— START —
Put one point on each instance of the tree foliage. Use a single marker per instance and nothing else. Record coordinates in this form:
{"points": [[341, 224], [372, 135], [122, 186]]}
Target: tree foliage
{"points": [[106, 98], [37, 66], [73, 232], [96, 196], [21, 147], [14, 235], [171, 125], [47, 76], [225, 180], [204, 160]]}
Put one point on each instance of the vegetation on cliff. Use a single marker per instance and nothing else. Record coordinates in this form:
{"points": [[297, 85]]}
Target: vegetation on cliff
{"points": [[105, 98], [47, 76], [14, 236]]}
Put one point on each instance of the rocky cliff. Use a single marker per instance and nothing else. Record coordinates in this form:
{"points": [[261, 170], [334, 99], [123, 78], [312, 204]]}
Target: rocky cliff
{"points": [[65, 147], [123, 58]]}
— END —
- GIVEN EXERCISE
Reproduce every line above word for word.

- ANSWER
Put one point on each instance of the tree foliage. Use a single marker per instance and nothing else. Record coordinates in this form:
{"points": [[341, 224], [372, 135], [122, 186]]}
Target: tree foliage
{"points": [[106, 98], [37, 66], [73, 232], [96, 196], [21, 147], [14, 235], [171, 125], [47, 76], [225, 180], [204, 160]]}
Put one point on each instance of the vegetation on cliff. Use a single marker per instance and nothing else. Record coordinates in this form:
{"points": [[297, 85]]}
Target: vegetation on cliff
{"points": [[105, 98], [47, 76], [14, 236]]}
Put one point on each instance of the rocky cliff. Use a single marker per instance and nothing else. Record coordinates in this form:
{"points": [[261, 170], [334, 99], [123, 78], [312, 204]]}
Target: rocky cliff
{"points": [[65, 147], [123, 58]]}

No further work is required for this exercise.